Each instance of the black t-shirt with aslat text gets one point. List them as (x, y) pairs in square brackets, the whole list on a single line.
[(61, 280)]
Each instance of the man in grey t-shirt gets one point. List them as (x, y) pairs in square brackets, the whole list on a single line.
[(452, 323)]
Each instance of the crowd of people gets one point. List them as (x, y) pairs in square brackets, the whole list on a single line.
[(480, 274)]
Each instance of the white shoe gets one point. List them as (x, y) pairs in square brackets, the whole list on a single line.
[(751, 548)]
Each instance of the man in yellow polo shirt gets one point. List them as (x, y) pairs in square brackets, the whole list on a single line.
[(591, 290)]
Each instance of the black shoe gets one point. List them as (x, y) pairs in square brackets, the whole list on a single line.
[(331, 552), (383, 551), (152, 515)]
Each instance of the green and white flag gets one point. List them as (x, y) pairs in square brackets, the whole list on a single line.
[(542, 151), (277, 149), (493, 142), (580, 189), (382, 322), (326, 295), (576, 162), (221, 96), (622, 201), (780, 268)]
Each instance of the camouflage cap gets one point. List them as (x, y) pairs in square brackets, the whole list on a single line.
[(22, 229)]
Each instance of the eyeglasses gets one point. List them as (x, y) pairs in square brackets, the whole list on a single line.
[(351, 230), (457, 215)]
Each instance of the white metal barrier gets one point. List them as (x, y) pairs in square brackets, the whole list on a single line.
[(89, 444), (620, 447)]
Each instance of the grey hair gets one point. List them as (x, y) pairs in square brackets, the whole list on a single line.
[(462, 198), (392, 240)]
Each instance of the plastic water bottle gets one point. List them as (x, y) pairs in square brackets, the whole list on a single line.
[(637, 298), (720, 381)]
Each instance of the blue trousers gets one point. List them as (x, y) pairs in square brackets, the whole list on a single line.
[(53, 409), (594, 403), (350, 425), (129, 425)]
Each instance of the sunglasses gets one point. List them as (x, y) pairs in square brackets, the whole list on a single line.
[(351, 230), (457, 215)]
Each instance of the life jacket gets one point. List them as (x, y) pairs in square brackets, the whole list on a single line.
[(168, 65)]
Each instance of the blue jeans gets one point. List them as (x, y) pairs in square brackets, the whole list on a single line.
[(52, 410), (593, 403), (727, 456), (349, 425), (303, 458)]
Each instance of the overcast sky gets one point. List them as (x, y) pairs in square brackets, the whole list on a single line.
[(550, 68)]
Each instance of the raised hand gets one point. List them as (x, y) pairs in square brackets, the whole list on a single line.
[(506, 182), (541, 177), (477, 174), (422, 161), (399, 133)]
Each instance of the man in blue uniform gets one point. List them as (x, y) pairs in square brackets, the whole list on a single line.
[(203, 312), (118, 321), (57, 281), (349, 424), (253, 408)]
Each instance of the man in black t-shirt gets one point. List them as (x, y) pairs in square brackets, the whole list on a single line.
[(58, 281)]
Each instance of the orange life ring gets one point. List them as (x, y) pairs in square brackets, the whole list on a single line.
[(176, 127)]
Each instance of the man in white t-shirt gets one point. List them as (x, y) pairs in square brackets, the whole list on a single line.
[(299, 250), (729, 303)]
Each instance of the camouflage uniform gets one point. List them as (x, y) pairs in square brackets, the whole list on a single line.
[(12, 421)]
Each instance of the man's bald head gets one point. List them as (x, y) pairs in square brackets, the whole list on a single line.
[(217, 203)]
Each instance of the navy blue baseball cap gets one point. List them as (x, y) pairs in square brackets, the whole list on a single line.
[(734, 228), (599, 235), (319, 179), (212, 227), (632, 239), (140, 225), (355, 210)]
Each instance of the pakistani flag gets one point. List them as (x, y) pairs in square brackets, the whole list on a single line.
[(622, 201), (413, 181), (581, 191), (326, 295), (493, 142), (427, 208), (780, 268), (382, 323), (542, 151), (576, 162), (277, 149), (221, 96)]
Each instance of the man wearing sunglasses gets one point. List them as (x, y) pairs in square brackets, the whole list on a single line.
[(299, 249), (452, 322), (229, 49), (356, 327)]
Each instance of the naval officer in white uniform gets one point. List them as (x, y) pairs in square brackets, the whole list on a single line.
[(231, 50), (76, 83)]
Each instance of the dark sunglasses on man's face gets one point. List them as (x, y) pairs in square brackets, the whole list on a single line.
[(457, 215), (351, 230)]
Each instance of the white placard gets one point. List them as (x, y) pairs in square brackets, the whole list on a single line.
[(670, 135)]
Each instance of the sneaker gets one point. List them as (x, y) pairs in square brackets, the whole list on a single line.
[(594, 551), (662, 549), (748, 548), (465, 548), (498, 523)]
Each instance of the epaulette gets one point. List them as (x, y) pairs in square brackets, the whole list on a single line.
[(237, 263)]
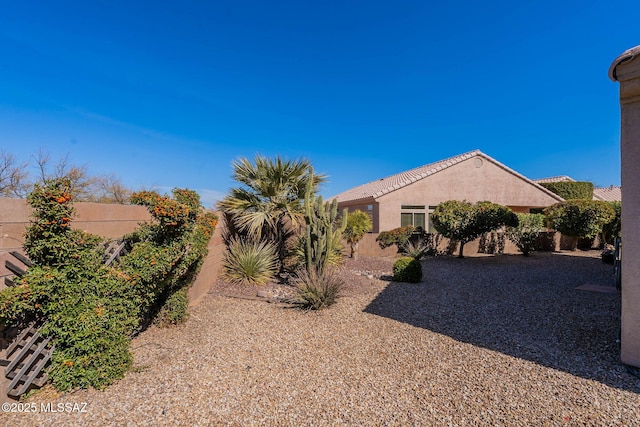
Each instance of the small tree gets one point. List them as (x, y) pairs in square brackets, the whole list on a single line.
[(524, 235), (465, 221), (358, 224), (579, 218)]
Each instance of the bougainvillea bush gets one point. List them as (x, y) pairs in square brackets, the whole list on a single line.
[(90, 310)]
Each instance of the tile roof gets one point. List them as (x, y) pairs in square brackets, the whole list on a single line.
[(562, 178), (380, 187), (608, 194)]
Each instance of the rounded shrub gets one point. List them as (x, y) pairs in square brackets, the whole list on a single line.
[(407, 269)]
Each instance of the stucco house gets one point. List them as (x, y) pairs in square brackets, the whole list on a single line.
[(408, 198)]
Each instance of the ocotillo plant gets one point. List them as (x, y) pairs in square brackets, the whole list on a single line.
[(322, 235)]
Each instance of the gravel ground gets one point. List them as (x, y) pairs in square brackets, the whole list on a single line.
[(496, 340)]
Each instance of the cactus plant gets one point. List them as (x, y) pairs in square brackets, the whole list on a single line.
[(322, 235)]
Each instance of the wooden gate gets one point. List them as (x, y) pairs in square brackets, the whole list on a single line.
[(29, 353)]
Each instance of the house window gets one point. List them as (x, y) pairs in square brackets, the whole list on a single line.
[(431, 228), (413, 215)]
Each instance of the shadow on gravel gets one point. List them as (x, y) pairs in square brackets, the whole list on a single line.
[(523, 307)]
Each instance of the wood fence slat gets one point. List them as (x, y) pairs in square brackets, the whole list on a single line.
[(22, 353), (12, 389)]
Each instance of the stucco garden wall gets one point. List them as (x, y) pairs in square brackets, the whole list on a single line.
[(106, 220), (626, 70)]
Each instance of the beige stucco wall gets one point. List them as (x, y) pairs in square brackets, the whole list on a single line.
[(369, 206), (106, 220), (628, 74), (475, 179)]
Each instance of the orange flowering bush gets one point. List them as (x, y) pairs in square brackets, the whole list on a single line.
[(89, 310)]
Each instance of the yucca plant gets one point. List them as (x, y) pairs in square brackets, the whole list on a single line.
[(317, 290), (249, 262)]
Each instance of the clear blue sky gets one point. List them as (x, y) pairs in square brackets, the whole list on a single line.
[(165, 94)]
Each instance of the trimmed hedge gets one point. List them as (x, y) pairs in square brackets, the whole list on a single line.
[(571, 190), (407, 269)]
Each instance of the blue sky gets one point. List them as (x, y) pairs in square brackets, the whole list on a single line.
[(165, 94)]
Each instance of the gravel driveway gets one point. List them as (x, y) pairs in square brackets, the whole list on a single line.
[(497, 340)]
* * * * * * *
- WHAT YOU ARE ASKED TO DO
Apart from the pictures, the entries above are to be repeated in full and exactly.

- OUTPUT FOR THIS EXERCISE
Each instance of the black t-shirt with aslat text gets one point. List them as (x, y) pairs in square brackets, the whole list on a single line.
[(61, 280)]
Each instance of the man in grey t-shirt gets one point. List them as (x, y) pairs in square brackets, the whole list on a single line.
[(452, 323)]
Each instance of the crowd of people gets one point. List them as (x, y) pairs in square brackets, the whole list on a single line.
[(480, 274)]
Each instance of the white shoe gets one point. List them as (x, y) pairs in square brackets, the whole list on a single line.
[(751, 548)]
Each instance of the man in yellow polo shirt gets one point. List them as (x, y) pairs in square brackets, the whole list on a single line.
[(591, 290)]
Each instance of the black shoe gets one point. List them as (x, y) pairs in square brackets, the whole list on a single line.
[(331, 552), (383, 551), (152, 515)]
Each instance of the green and white flag gets one point. List them as (x, y) pairs in square brackets, the whole list on a single line.
[(542, 151), (277, 149), (493, 142), (580, 189), (382, 322), (326, 295), (576, 162), (221, 96), (622, 201), (780, 268)]
Each instance of the camouflage cap gets one point. List them as (x, y) pairs in square brackets, the whole list on a single line.
[(22, 229)]
Each instance of the eyeglasses gets one point. List them as (x, y) pairs in square brackets, the whole list on a single line.
[(351, 230), (457, 215)]
Each instance of the white metal barrier gets one point. List them as (x, y) pairs in square brackets, the whole list on a single line.
[(89, 444), (620, 447)]
Each instance of the grey hair gets one point. List them as (x, y) pairs in square brackets, the whole list on a single line.
[(462, 198), (392, 240)]
Each instance of the plastic water bottle gets one point. List them as (x, y) pairs in square brackets, the whole list on a single line.
[(637, 298), (720, 381)]
Each instance of the blue trousers gets one point. List them as (x, y) pairs in square brackets, the whole list on a single line.
[(53, 409), (594, 403), (350, 425), (129, 425)]
Each instance of the sunglasses gets one point. List them as (x, y) pairs in square brackets, the whole list on a single line.
[(351, 230), (457, 215)]
Each instance of the life jacket gets one point. List them as (x, y) pairs in square brackets, the whole list on a single line.
[(168, 65)]
Each instance of the blue jeans gets one point. List them as (x, y) pairs in square brackets, the whole list on a single line.
[(52, 410), (593, 403), (727, 456), (349, 425), (303, 458)]
Each instance of the overcast sky gets one point. List them as (x, y) pairs in square brackets, the whole list on a single line.
[(550, 68)]
Each instance of the raised hand gets one point. List them as (x, y) pairs in square brackets, the whole list on a single line.
[(506, 182), (541, 177), (477, 174), (422, 161), (399, 133)]
Each instance of the man in blue uniform gets one point. List them as (x, y) pairs in square brackets, the whole list on a single line.
[(203, 312), (118, 321), (57, 281), (349, 424), (253, 408)]
Each instance of the man in black t-shirt gets one point. List them as (x, y) pairs in square brackets, the whole list on a single line.
[(58, 281)]
Each instance of the orange life ring gets one point. List them as (x, y) pairs in square brackets, the whole list on a single line.
[(176, 127)]
Each instance of the man in white t-shirt gets one point. List them as (x, y) pairs in square brackets, the whole list on a single line.
[(299, 250), (729, 303)]
Each instance of the camouflage uniform gets one point. List them as (x, y) pairs in square brackets, the whole list on a single line.
[(12, 421)]
Each instance of the man's bald head gets one point. List them as (x, y) pairs in square brackets, the whole list on a single line.
[(217, 203)]
Each instance of the navy blue baseball cap gets one point. List them as (x, y) pairs in square brackets, the whole list on a single line.
[(734, 228), (599, 235), (319, 179), (212, 227), (632, 239), (140, 225), (355, 210)]
Each instance of the pakistani flag gets one point. List them as (x, y) pairs in square brackets, the whole list on a single line.
[(622, 201), (413, 181), (581, 191), (326, 295), (493, 142), (427, 208), (780, 268), (382, 323), (542, 151), (576, 162), (277, 149), (221, 96)]
Each instance of the man wearing sunglasses gets one point. List them as (x, y) pairs in square brackets, the whole list on a single line.
[(299, 249), (452, 322), (229, 49), (356, 327)]
Each instance of the naval officer in white uniform gets one point. List them as (x, y) pairs in square brackets, the whole list on a single line.
[(231, 50), (76, 83)]
Each instance of the dark sunglasses on man's face gets one point. List them as (x, y) pairs in square brackets, the whole list on a single line.
[(457, 215), (351, 230)]
Each instance of the white placard gets one point. List them as (x, y) pairs in square brackets, the whole list on a single line.
[(670, 135)]
Each instance of the sneaker gets one point. List them as (x, y) pairs in square brackets, the whole list on a single line.
[(594, 551), (662, 549), (748, 548), (465, 548), (498, 523)]
Each instance of the epaulette gets one point. List them as (x, y) pairs in square brackets, the whole list on a single line.
[(237, 263)]
Each instance of the small tree gets one point. List them as (x, y) pairs in square brackets, the whole list on a single line.
[(524, 235), (465, 221), (358, 224), (579, 218)]
Each instance of the bougainvillea bush gets one point. List them as (x, y) pairs in square brackets, the whole list on a single line.
[(90, 310)]
Each instance of the tile roof gets one point. List them as (x, y) pairs in square brackets, the whole list on a single line.
[(562, 178), (380, 187), (608, 194)]
Each instance of the rounded shrub gets one point. List them as (x, y) pairs in square brackets, the whole list on a single line.
[(407, 269)]
Each instance of the stucco house gets one point. List them as (x, y) pairs in square brackets, the whole list on a single line.
[(408, 198)]
Each instance of the ocotillo plant gets one point. List them as (x, y) pairs in square brackets, the whole list on a single line.
[(322, 235)]
Each instance of the gravel ground gets one point. List them as (x, y) pairs in square brackets, the whole list on a single line.
[(496, 340)]
Each instance of the cactus plant gets one point. List them as (x, y) pairs in square brackets, the whole list on a single line.
[(322, 235)]
Each instance of the wooden gate gets one point. List them as (x, y) pairs in square brackets, the whole list on a single line.
[(29, 353)]
Each instance of the house window gets one point. List them as (x, y) pairs in square brackets, the whole list on a single line.
[(431, 228), (413, 215)]
Each instance of the shadow on gravel gets one point. List them as (x, y) pairs in square brackets, the whole list on a single line.
[(523, 307)]
Each instance of the wood fence slat gets one point. List them as (x, y) pairs in square brackets, the whole list on a single line.
[(22, 353), (12, 389)]
Each instance of the stucco garden wall gets one point. List them as (x, y) pairs in square brackets, the whole list on a single line.
[(106, 220), (626, 70)]
Each instance of the beige stucco wall gets one point. List them as (x, y) pairs in square brackets, the whole list on a single line.
[(369, 206), (106, 220), (628, 74), (475, 179)]
Each instance of the orange flowering bush gets one point. List them as (x, y) pairs in square brackets, the whole list on a single line.
[(89, 310)]
Each instance of the yucca plant gets one point. List them as (x, y) pairs in square brackets, the whole list on a single line.
[(317, 290), (249, 262)]
Each instance of the clear blue sky gets one point. List them as (x, y) pairs in square brackets, the whole list on a single line.
[(165, 94)]
Each instance of the trimmed hedge gets one point. List them as (x, y) pairs in square brackets, the whole list on a single line.
[(571, 190), (407, 269)]
Each instance of the blue sky gets one point. List them as (x, y) pairs in square brackets, the whole list on a single line.
[(165, 94)]
Each instance of the gravel driveway gets one point. List them as (x, y) pairs in square brackets, the whole list on a single line.
[(497, 340)]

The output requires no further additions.